§ **Source passage**:
__________

The opinion of the court was delivered by: DuBOIS, J.



In this case, plaintiff Veronica Pankey alleges that her employer, defendant Philadelphia Housing Development Corporation ("PHDC"), (1) subjected her to a hostile work environment, (2) disciplined her unfairly because of her race and gender and (3) retaliated against her for filing discrimination claims. Presently before the Court is PHDC's motion for summary judgment. For the reasons that follow, the motion is granted.


Plaintiff is an African-American woman who began work in 1988 for the PHDC, a non- profit corporation that provides housing-related services to low- and moderate-income Philadelphia residents. (Def.'s & Pl.'s Statements of Undisputed Facts ("SUF") ¶¶ 1, 4.) Over the years, she worked her way up from Account Clerk to her current position of Accountant II. (Id. ¶¶ 4-5.)

In or about 1990, Pankey joined Local 1971 of the American Federation of State, County, and Municipal Employees ("Local 1971"), the union that represents most non-managerial employees in PHDC. (Id. ¶¶ 10, 13.) The union also represents employees of two other employers: the City of Philadelphia's Office of Housing and Community Development ("OHCD") and the Redevelopment Authority of the City of Philadelphia ("RDA"). (Id. ¶ 11.) The employees in each of the three organizations are separate bargaining units and negotiate separate collective bargaining agreements with their respective employers. (Id. ¶ 12.) Pankey was elected president of Local 1971 in August 2004, (id. ¶ 16), and served in that capacity until January 2010. (Pankey Dep. at 229.)

__________

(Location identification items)
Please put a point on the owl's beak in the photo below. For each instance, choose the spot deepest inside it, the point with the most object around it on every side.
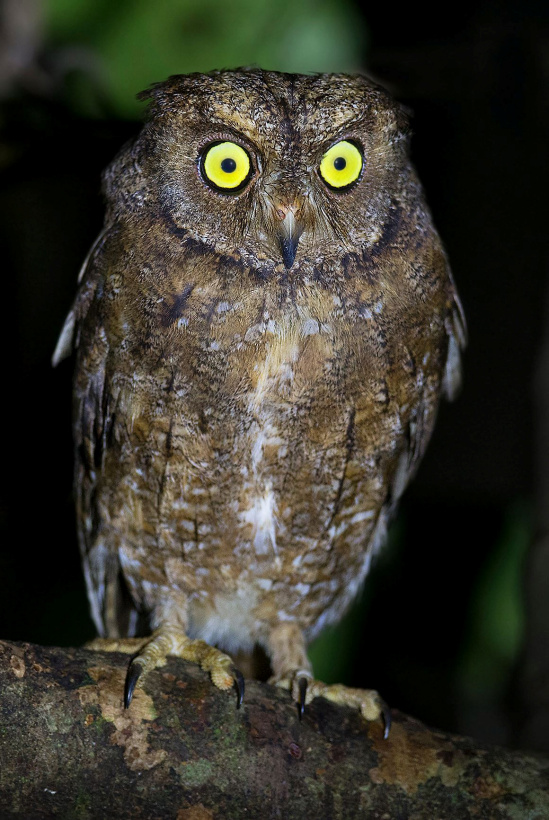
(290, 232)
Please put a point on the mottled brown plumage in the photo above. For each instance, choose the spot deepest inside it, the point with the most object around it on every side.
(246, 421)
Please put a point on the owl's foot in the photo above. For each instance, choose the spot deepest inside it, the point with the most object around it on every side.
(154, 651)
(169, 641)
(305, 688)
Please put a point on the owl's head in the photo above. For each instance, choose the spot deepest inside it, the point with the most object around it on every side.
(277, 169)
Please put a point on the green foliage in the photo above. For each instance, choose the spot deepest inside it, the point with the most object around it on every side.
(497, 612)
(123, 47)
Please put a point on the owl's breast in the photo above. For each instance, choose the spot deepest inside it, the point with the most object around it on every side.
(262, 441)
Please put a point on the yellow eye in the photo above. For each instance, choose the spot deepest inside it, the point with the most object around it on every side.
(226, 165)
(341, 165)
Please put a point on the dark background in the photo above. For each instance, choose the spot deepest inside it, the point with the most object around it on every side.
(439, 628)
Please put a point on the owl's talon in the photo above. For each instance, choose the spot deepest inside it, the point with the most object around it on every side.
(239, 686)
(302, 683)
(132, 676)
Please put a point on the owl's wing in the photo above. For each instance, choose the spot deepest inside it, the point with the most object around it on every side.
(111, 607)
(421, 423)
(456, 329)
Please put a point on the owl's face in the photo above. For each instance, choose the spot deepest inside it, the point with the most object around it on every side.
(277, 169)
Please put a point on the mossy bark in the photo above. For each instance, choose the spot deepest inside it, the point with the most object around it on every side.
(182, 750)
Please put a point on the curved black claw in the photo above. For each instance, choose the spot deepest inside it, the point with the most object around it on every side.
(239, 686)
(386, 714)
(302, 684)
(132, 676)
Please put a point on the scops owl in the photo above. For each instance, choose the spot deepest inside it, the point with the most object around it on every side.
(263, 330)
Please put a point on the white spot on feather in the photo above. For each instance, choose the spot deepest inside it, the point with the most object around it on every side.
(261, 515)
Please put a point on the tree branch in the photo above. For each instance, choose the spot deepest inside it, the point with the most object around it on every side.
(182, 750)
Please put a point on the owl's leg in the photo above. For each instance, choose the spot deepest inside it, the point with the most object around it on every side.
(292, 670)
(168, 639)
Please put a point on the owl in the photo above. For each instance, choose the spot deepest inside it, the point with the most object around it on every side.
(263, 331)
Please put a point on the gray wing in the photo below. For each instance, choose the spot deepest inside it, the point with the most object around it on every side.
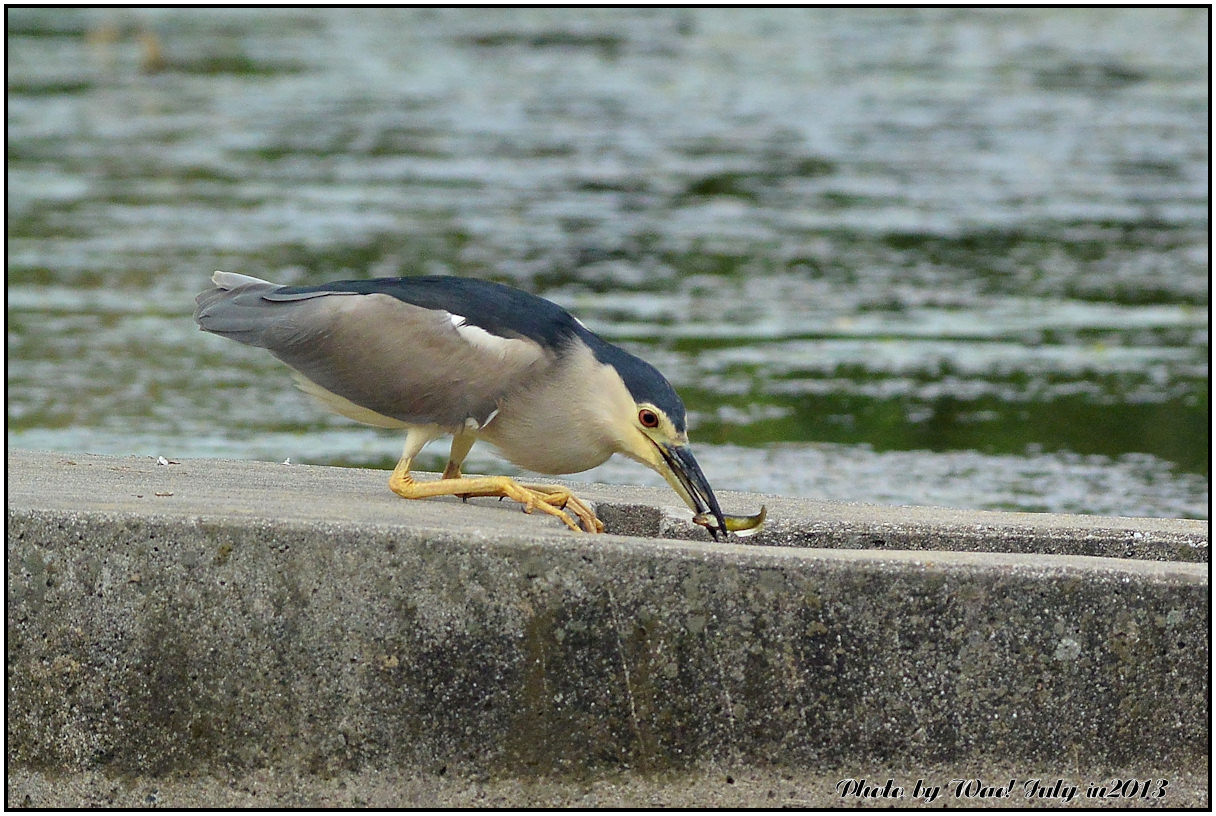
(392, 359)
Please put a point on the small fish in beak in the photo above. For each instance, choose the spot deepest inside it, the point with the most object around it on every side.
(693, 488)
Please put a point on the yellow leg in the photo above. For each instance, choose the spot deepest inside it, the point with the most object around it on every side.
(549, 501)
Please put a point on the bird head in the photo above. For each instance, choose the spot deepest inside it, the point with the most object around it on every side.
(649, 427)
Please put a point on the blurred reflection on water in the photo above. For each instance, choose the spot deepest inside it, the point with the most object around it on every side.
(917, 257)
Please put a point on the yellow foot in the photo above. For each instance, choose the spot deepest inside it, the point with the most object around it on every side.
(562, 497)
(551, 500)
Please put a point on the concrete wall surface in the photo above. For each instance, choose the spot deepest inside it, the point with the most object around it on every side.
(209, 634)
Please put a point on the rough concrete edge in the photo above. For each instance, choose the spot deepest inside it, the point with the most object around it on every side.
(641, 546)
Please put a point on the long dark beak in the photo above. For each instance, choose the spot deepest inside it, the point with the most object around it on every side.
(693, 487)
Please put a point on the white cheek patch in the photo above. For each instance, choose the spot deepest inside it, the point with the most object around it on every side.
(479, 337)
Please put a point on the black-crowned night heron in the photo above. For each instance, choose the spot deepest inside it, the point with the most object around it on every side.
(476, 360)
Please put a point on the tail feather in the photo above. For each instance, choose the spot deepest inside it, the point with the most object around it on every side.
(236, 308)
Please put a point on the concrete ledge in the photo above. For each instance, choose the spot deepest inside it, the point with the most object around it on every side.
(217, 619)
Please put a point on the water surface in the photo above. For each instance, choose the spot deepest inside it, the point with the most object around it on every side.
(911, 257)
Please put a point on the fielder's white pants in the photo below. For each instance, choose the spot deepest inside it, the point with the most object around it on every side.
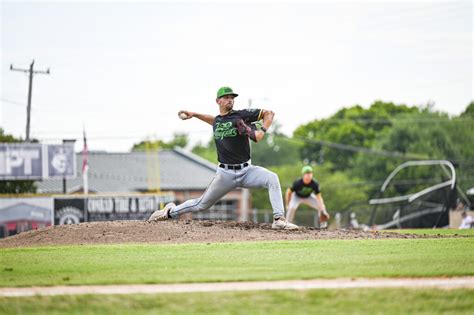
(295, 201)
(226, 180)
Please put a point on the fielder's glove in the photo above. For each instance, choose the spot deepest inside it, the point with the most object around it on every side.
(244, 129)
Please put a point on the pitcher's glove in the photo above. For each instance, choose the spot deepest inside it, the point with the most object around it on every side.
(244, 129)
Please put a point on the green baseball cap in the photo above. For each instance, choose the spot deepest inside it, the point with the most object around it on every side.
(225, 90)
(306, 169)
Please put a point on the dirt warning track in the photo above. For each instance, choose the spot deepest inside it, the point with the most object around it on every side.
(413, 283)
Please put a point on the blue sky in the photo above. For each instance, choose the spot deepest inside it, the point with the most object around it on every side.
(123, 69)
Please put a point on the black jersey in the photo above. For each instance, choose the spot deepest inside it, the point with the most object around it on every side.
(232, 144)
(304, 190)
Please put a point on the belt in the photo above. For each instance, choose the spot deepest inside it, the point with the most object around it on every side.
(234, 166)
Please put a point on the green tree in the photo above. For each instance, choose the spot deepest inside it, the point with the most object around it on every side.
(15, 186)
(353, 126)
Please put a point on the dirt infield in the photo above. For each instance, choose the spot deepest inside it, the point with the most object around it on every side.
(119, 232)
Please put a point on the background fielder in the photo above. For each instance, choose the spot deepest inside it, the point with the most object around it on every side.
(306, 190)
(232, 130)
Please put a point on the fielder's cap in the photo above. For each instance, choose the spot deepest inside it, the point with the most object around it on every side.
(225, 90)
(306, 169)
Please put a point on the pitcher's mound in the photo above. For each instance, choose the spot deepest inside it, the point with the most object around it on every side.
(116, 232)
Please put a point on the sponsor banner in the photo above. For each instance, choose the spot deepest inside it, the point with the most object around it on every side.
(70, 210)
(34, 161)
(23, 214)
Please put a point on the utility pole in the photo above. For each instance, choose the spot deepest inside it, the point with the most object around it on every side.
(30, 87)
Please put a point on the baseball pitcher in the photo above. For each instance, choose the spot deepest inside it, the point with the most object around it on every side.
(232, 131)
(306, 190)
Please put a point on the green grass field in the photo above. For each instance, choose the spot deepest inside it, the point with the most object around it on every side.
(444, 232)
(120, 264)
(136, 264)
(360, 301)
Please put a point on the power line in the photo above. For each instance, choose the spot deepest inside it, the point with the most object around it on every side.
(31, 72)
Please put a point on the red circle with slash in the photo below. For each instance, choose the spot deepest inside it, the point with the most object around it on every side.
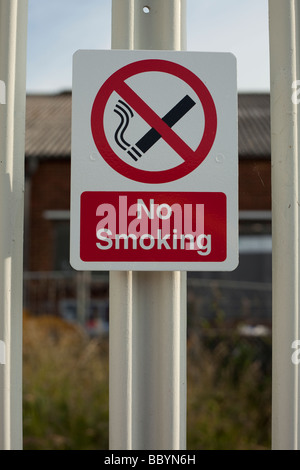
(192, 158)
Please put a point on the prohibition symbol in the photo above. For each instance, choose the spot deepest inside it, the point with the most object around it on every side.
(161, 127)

__________

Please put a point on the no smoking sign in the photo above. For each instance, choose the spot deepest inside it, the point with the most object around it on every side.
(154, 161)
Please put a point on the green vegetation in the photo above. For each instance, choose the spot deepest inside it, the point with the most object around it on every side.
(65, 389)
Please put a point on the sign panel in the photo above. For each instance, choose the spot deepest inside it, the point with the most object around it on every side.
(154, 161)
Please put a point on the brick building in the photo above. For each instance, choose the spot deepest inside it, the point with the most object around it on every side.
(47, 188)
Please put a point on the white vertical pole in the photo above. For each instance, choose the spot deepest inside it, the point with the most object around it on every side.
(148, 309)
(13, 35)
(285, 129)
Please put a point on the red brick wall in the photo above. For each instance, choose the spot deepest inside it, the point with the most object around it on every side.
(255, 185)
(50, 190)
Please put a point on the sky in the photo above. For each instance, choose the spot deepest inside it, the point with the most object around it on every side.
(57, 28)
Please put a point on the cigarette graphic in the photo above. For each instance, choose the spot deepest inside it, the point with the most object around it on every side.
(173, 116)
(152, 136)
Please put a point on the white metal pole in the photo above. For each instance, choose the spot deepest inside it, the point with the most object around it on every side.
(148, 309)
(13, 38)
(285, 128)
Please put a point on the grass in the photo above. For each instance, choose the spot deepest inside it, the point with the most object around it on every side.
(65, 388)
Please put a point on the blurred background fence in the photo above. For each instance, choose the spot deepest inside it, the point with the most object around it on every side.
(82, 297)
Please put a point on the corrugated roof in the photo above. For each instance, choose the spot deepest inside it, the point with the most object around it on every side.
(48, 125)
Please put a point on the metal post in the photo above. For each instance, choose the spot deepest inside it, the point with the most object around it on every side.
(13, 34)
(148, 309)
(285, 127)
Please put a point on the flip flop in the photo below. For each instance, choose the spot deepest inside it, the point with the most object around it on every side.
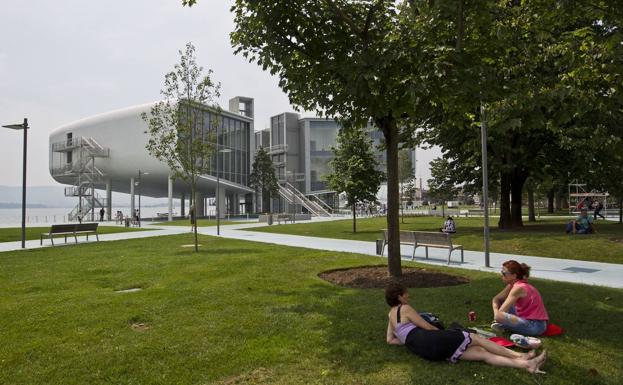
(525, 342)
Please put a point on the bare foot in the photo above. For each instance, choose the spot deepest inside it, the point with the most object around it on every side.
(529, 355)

__________

§ **Tasks to complete**:
(1) According to the court opinion, in what month and year was Pankey elected president of Local 1971?
(2) Return the passage of the court opinion from "The opinion of" to "motion is granted.", copied word for word.

§ **Problem solutions**:
(1) August 2004

(2)
The opinion of the court was delivered by: DuBOIS, J.



In this case, plaintiff Veronica Pankey alleges that her employer, defendant Philadelphia Housing Development Corporation ("PHDC"), (1) subjected her to a hostile work environment, (2) disciplined her unfairly because of her race and gender and (3) retaliated against her for filing discrimination claims. Presently before the Court is PHDC's motion for summary judgment. For the reasons that follow, the motion is granted.